◆ The request ◆
Rescale the items below by writing out every line again, request lines included unchanged. Multiply each point coordinate by 1.55 and round it to the nearest whole number, rounding halves up.

Dataset excerpt:
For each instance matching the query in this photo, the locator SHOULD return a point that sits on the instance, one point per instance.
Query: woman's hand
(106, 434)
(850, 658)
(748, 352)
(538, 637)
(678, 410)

◆ Result of the task ◆
For each instance matching the query in this photo, the locator SHOULD return a point that sits on the instance, one point per instance.
Query: woman's hand
(164, 673)
(1318, 1020)
(1159, 546)
(834, 987)
(1051, 636)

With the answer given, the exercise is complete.